» Problem 1
In the holiday blog post, what does Anna get permission to have for breakfast?
» Problem 2
Write the next part of the holiday blog post, picking up after its final sentence.

» Source passage
There is a story about the Christmas tree.  But I have to wait another day or two before I can laugh about it.  I'm still wincing.  Also, I can't walk by without PTSD flashbacks and thinking it's going to fall my head.  So...yeah.  Later.  First I must bask in the glow of 400 mini lights.

*contented sigh*

Saturday, November 26, 2011

What's in my head and on my lips

Coffee tastes best when it's stolen out of the pot before it's done brewing and it makes that little sizzling sound when the liquid hits the warmer. 

Gianni, this is my bath.  You can take your own in twenty minutes after Mommy is raisin-y.  Get your toes out.  Get your fingers out.  Quit stealing my bubbles. Ok, you can take the bubbles with you.  Don't drip. 

Yes, Anna, you can have a dark chocolate ginger truffle for breakfast.  It is the season.  Dark chocolate ginger truffles; they're not just for dessert anymore.

I miss the easy friendships I had when I was in my twenties, but I wouldn't go back because they were too easy and not tried by fire yet.  I love knowing that our little band has been through everything possible that could happen to humankind (well, almost) and one by one, we've helped raised one another out of the pits of it, dusted off our big girl pants, and squeezed our entwined hands.

When Thanksgiving dinner arrives I wonder why we only eat such a fabulous, perfect, flawless meal once a year.  Then, after upteen leftovers, I remember why.  No one will want it again for 360 days.

And it all tastes a little bit better when your Mom makes it.  I can't taste 1988 in my stuffing, or 1992 in my mashed potatoes.  Mine are all 2011 and they are lacking somehow.  My mom's food tastes like memories on a plate.

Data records
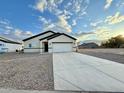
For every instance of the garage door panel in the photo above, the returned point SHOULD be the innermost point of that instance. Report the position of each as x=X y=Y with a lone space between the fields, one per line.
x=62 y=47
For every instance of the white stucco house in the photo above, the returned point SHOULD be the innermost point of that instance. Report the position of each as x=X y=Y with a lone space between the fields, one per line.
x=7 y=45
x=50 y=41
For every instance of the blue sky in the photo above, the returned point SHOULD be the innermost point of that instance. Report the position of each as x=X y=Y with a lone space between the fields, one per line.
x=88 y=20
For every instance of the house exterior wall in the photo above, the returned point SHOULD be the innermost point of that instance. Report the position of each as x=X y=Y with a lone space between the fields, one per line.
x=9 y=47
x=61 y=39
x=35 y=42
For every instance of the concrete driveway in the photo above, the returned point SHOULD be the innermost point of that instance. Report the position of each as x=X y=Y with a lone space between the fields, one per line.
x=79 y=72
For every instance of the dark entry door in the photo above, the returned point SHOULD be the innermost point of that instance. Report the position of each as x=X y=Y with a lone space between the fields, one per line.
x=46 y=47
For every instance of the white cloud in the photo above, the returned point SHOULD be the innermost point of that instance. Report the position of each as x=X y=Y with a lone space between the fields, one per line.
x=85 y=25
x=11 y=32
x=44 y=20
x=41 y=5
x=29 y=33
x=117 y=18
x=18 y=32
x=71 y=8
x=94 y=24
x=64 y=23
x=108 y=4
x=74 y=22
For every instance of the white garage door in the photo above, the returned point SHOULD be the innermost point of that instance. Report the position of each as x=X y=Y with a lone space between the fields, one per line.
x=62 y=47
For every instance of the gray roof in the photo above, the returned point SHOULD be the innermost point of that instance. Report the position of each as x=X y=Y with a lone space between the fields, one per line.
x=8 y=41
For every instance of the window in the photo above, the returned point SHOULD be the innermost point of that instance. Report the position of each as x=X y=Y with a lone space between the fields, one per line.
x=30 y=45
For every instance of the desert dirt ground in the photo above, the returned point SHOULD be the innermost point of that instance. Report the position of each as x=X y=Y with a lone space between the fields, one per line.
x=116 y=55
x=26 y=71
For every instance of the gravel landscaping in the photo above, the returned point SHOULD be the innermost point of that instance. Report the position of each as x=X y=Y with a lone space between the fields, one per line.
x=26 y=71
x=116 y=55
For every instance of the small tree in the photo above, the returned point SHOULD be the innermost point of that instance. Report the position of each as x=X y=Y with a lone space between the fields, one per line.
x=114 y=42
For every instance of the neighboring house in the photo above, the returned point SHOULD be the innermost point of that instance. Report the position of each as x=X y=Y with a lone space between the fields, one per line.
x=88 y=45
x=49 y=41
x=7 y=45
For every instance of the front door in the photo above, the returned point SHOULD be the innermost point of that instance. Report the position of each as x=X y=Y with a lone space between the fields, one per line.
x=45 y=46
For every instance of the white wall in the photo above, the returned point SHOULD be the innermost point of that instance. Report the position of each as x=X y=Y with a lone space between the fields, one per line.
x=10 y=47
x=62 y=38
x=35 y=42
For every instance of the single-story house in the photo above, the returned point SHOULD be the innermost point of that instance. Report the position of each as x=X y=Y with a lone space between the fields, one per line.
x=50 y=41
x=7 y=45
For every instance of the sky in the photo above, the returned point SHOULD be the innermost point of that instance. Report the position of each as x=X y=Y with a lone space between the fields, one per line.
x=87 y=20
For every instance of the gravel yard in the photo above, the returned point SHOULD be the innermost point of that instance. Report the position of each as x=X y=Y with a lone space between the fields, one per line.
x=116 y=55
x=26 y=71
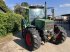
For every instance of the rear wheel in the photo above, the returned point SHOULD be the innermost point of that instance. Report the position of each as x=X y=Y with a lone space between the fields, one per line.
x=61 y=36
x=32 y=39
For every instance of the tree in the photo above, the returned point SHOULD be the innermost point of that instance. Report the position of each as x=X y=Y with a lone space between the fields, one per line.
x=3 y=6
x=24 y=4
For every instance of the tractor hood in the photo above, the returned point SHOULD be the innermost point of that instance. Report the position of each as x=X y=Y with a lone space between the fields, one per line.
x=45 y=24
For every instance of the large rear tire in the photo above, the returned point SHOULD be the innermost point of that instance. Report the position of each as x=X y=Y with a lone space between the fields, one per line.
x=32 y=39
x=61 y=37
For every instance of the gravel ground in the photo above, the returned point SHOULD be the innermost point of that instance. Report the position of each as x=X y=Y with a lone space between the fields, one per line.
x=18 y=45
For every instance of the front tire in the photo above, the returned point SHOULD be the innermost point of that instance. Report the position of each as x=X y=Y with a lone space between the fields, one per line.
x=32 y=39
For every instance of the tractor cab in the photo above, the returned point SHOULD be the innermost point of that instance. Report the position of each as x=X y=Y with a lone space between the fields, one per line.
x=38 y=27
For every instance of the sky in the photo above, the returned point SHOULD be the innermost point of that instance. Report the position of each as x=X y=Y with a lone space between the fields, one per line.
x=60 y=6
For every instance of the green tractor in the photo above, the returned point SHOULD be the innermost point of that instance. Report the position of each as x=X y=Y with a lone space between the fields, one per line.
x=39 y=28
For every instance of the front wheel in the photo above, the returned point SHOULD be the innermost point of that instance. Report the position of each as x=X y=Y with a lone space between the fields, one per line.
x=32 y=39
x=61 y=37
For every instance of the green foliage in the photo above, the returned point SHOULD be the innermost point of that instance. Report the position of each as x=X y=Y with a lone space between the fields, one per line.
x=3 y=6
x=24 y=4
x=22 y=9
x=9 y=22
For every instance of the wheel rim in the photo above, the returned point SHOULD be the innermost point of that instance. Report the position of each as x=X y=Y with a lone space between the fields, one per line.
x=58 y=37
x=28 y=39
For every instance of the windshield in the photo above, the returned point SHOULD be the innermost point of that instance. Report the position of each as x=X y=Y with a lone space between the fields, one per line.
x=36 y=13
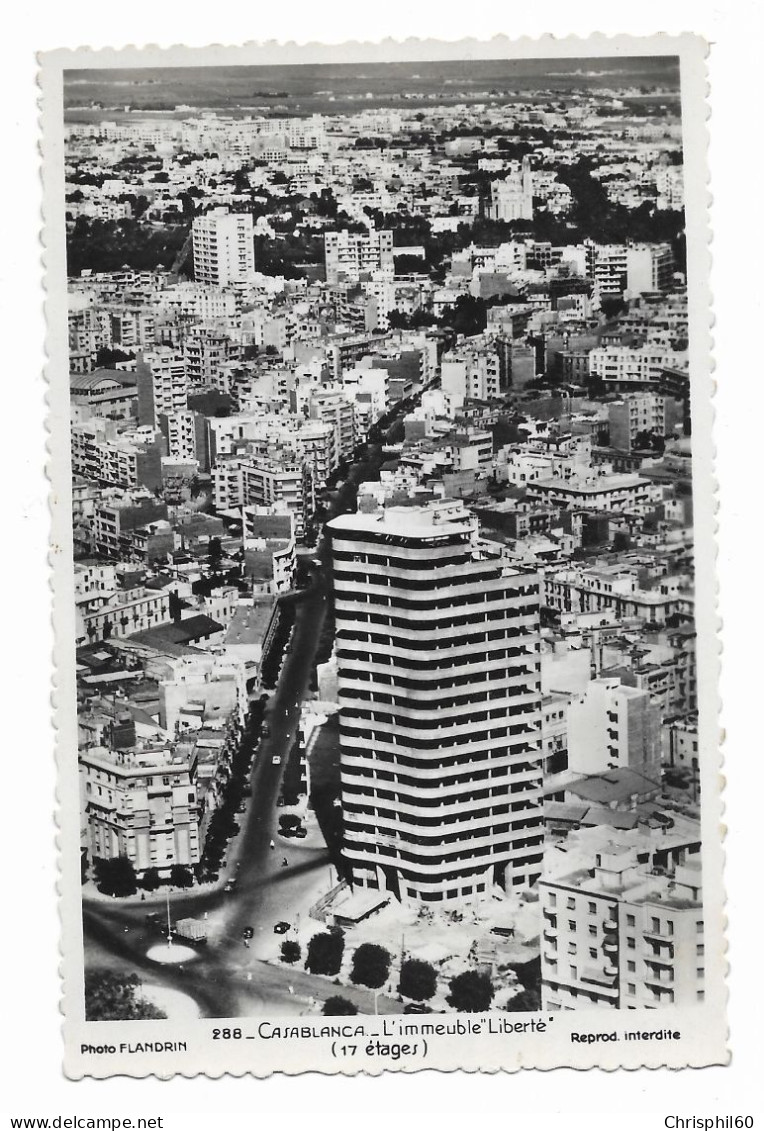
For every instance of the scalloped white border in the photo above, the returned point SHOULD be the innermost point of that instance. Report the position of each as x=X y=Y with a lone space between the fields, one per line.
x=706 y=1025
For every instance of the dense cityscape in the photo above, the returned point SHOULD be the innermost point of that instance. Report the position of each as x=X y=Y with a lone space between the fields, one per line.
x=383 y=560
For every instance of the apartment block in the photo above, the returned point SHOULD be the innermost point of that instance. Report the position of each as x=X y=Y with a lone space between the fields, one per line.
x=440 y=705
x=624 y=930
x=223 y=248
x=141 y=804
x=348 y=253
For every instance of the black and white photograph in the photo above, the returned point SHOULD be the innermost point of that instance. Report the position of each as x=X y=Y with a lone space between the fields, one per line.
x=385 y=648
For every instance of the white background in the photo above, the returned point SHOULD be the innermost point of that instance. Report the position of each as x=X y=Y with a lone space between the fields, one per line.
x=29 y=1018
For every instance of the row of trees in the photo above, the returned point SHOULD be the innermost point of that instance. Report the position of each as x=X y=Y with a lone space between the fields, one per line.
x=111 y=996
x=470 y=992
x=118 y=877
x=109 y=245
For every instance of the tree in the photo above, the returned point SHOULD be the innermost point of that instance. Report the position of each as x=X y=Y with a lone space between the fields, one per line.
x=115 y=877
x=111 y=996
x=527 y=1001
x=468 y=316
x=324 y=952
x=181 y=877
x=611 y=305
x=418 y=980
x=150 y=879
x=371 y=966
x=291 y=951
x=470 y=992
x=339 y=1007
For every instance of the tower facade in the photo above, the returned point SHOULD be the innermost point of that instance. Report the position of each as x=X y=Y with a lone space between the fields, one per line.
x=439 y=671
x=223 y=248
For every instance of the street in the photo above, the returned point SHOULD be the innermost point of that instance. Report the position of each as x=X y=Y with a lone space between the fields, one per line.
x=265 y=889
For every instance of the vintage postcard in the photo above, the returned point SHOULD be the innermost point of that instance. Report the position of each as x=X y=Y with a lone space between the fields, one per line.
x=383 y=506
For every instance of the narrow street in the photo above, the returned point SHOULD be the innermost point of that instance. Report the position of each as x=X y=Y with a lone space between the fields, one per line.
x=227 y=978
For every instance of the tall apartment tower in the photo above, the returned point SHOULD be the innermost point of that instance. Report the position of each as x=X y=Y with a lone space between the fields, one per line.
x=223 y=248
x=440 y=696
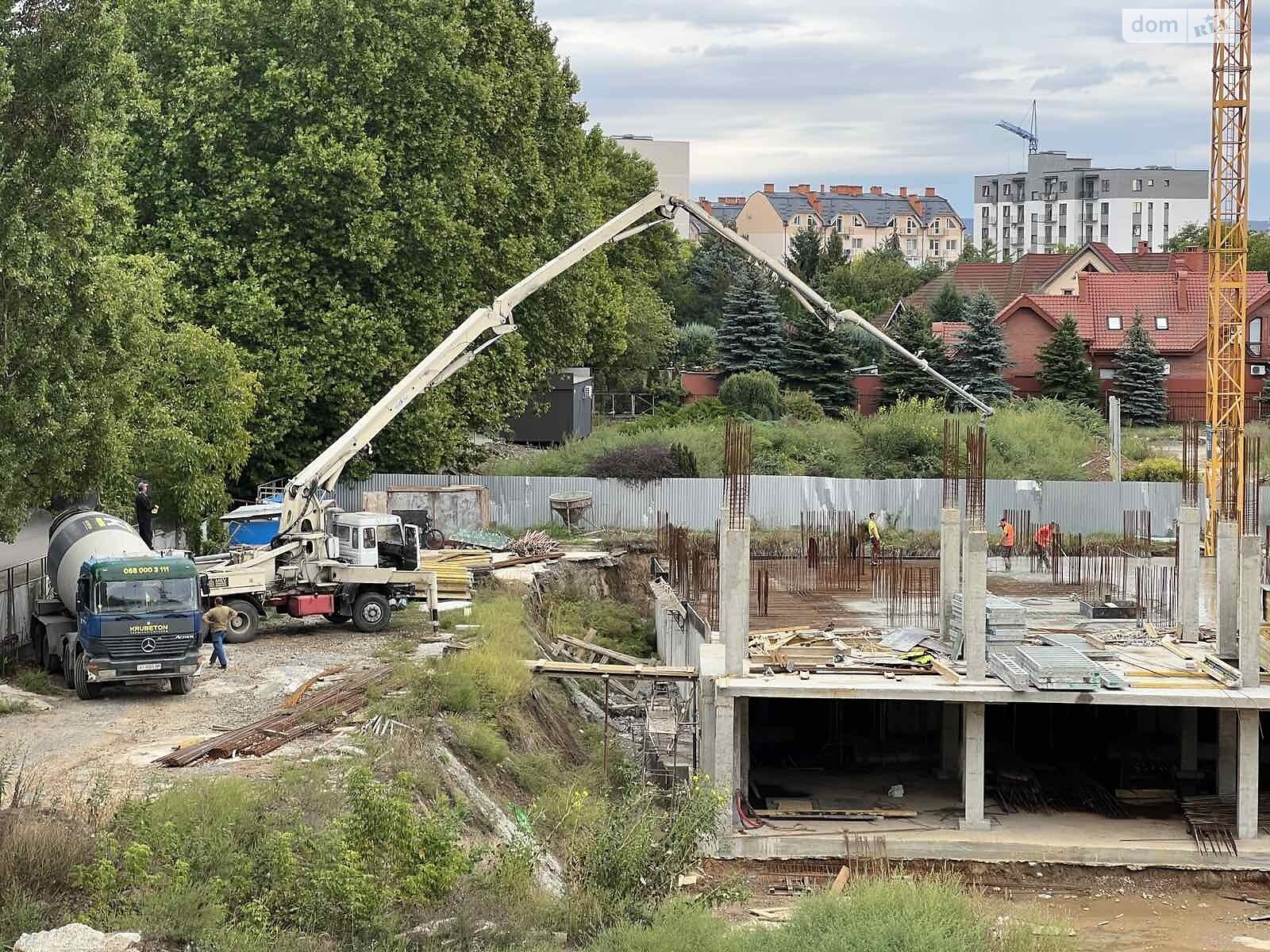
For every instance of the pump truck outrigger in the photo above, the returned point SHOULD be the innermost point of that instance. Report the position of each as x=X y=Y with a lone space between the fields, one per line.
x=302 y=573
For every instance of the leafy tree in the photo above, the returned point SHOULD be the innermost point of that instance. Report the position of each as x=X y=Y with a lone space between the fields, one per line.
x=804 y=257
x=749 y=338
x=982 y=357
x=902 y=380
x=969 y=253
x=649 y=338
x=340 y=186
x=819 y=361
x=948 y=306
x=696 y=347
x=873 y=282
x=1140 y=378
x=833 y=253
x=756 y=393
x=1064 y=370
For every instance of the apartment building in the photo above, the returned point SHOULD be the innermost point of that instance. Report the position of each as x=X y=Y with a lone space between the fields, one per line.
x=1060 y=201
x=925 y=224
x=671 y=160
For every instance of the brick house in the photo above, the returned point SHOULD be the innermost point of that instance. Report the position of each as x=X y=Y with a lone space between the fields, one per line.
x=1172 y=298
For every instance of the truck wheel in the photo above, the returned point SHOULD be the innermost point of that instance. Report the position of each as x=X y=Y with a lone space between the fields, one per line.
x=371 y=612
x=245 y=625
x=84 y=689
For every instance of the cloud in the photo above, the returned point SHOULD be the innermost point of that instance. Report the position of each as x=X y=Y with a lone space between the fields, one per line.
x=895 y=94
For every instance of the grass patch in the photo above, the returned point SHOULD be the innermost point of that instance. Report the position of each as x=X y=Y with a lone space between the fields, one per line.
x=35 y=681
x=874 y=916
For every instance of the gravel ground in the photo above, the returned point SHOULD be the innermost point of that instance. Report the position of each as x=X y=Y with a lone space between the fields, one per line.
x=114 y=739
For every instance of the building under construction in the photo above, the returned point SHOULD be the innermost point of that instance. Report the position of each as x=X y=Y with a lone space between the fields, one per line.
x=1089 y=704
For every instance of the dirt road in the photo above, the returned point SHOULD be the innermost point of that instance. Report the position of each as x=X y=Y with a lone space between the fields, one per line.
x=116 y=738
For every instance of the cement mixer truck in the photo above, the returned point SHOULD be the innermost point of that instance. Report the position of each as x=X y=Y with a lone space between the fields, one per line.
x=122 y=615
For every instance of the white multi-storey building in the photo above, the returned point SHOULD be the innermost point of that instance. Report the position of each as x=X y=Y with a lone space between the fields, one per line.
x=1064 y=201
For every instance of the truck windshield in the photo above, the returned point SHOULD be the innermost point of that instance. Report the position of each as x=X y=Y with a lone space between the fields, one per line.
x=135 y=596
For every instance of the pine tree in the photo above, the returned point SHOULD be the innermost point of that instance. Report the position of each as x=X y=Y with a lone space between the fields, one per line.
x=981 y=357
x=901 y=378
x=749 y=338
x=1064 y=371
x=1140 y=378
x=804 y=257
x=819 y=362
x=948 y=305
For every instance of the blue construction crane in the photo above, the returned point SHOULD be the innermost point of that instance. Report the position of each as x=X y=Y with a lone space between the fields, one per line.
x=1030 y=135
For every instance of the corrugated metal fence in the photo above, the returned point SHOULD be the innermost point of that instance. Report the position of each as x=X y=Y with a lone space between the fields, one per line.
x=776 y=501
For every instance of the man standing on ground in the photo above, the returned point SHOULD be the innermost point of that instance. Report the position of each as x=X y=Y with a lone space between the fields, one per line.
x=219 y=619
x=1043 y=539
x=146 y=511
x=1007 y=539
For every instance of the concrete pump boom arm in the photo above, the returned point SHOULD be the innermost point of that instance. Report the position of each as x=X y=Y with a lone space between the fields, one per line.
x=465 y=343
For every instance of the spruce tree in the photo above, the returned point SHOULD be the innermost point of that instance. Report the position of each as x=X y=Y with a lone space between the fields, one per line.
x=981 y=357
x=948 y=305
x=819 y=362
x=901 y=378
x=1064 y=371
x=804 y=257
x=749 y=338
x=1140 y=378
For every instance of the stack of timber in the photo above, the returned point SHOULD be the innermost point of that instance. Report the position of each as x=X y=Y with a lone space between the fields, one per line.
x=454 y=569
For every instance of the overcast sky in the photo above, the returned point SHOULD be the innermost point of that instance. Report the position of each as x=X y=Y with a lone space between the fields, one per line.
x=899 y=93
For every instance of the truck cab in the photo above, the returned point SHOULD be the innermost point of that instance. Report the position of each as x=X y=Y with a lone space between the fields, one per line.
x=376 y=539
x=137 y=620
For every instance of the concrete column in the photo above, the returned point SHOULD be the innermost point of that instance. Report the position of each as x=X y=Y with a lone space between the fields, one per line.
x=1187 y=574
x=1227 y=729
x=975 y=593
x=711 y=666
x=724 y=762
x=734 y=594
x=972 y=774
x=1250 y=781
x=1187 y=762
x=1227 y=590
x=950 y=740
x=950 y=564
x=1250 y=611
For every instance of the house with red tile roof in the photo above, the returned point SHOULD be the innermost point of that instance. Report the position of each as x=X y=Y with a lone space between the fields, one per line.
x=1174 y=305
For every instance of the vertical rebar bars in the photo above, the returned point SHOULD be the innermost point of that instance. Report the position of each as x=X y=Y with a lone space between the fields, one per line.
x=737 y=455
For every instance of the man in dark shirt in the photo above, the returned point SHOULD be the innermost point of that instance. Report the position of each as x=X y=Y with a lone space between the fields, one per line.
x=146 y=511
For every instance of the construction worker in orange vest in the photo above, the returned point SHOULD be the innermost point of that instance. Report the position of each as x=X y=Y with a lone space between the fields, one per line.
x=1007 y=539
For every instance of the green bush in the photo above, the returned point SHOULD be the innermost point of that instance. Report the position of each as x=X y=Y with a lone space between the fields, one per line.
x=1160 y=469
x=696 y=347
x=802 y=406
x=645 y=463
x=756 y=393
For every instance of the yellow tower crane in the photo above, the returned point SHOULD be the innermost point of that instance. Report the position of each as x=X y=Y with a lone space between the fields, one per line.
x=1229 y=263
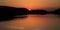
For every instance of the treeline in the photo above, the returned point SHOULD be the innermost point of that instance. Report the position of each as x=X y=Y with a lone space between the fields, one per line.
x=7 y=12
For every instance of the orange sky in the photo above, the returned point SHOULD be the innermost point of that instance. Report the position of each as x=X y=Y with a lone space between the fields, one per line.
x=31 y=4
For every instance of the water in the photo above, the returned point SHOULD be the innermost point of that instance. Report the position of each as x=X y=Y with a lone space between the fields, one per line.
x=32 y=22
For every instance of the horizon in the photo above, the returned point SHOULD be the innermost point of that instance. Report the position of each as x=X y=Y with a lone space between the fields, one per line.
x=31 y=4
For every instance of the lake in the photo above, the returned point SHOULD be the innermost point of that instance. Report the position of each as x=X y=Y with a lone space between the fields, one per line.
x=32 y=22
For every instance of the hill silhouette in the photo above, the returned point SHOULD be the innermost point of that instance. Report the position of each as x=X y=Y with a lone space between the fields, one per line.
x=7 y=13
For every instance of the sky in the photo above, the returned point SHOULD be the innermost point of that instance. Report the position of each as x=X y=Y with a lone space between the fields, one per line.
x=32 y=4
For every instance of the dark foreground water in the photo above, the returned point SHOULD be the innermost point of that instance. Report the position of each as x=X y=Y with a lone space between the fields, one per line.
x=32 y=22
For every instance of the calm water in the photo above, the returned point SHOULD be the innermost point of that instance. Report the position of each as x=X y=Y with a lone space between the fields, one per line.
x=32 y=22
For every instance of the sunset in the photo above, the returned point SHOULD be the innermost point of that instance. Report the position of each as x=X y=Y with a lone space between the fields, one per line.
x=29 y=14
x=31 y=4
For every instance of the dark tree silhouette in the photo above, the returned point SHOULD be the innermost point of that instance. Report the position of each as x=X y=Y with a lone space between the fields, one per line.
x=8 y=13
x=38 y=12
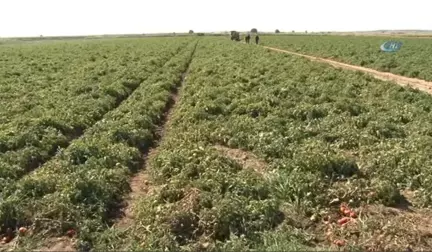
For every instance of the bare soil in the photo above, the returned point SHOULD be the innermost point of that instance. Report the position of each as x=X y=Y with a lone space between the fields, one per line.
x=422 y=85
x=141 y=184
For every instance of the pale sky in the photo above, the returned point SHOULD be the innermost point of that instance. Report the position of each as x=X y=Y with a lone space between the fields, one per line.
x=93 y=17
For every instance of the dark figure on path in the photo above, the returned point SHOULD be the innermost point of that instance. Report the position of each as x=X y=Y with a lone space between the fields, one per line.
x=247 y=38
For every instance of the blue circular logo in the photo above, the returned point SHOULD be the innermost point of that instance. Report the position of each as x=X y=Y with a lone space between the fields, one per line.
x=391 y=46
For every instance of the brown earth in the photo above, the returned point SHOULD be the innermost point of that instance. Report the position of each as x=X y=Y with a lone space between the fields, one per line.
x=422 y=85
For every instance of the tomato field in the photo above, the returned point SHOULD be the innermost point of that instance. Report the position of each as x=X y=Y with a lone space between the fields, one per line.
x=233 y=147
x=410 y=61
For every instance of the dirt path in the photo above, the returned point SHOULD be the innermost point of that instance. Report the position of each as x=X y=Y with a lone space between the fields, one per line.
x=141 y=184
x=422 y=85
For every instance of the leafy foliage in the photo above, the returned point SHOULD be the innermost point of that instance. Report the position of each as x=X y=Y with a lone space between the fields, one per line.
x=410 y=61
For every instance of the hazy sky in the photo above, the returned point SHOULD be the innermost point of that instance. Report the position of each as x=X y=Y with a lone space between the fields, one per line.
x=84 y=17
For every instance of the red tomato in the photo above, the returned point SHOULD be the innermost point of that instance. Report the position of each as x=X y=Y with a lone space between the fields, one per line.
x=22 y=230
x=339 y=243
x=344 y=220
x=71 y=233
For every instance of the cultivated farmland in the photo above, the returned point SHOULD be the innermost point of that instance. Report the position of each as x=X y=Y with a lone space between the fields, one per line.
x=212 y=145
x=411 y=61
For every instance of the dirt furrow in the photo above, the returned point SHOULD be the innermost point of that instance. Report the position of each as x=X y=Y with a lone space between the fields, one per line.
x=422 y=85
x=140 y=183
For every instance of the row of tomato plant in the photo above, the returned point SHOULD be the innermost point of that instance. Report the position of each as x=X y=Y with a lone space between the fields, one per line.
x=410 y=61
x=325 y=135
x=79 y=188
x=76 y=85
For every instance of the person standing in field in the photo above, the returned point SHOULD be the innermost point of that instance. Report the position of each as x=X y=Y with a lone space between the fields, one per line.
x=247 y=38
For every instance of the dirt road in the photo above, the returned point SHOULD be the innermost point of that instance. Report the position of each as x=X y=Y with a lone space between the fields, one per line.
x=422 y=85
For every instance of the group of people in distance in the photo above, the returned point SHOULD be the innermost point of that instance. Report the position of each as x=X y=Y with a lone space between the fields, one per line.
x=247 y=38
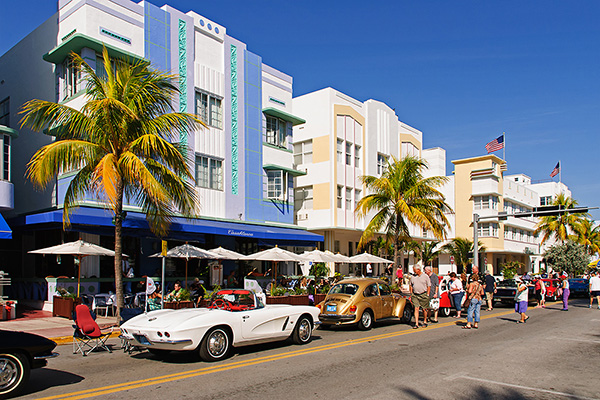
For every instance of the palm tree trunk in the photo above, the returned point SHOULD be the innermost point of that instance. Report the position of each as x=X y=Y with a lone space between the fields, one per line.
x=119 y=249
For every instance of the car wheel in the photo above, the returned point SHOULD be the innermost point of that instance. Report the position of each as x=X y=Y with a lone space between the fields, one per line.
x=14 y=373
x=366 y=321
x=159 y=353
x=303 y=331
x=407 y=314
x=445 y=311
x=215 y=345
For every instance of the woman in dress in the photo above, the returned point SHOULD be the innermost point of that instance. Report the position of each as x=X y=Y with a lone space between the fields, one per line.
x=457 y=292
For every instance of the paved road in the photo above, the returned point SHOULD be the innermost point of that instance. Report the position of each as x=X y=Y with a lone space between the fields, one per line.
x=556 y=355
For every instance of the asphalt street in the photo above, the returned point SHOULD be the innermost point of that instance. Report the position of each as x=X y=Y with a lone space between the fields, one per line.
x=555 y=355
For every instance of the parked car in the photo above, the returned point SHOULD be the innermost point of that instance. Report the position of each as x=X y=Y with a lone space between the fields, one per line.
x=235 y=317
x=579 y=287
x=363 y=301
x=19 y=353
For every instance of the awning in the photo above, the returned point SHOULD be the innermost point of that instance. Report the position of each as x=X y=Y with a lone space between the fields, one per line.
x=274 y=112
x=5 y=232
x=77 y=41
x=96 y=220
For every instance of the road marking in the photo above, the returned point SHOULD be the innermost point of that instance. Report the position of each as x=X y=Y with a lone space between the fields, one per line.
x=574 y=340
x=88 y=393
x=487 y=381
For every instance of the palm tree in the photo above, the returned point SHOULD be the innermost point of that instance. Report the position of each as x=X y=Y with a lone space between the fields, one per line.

» Task response 1
A dark chocolate ginger truffle.

» Task response 2
Yaaah, we're finally out of that all natural, green, eco friendly dishwasher soap and we can go back to the hole-in-the-ozone-layer, harsh, plastic-y packaged, dish tabs that I so very much love.  It was like I had a collection of faux milk glass for a while there.

This is the only time of year I like cookies.

Measure your butter when making shortbread, don't just eyeball it.  

Why is the laundry never done?  I hate seeing the bottom of the hamper only to have my view obscured by someone tossing in their underpants, completely and effectively dampening my warm, fuzzy feelings.

I'm so excited to chop down my Christmas tree tomorrow I can hardly stand it.  I'm a little nervous to be living in such a tree hugging state now though.  Especially if they find out about the Cascade dish tabs.  And that I only recycle when I run out of room in my trash.

I love that my man is obsessed with lights on the house and that I can't let him go into any drugstore or department store or grocery store because he will buy more.  

Why is there a fly in my kitchen?  Shouldn't flies be dead in November? 

Gianni's skin is so soft.  Maybe I should rub almond milk, dirt, tears, mud, twigs, oatmeal, salad dressing, Windex, dog food and car oil, on my face too.  Maybe I should make a Toddler Facial Smoothie and sell it on QVC.  

No, Anna, one truffle is plenty.

Gianni, it's time for your bath now.  What do you mean you don't want one anymore?  Can I at least remove the twig from your pants and rub the oatmeal into your skin a little bit better?  Can you spare some of that mysterious grease for my T-zone?

Thursday, November 24, 2011


Grateful for...

...where I was one year ago and where I am today. Last year I hit a deer with my van, which wasn't very holiday-like of me. This year I will stay out of vehicles.

Visiting friends.

Veggie trays while the turkey cooks.  Go, turkey, go!  Brown up, baby, and get in my belly!

The Macy's Thanksgiving Parade in the background while we fill the crockpot with apple cider, Tawni rolls out a pie crust using a wine bottle, the number of guests keeps tallying up, the crescent rolls rise, the kids rollerblade, the dog enjoys his giblets, and we plan our Christmas tree hunt for this weekend.

Texts from my group home kids...happy thanksgiving to you too, you little gremlins.

Daughters who can take over the Dreaded and Hideous Gravy Whisking Chore that was the bane of my childhood.  Muwahahaha!

Six homemade batches of chocolate truffles ready to be sent off to Idaho.  Don't you wished you lived in Idaho?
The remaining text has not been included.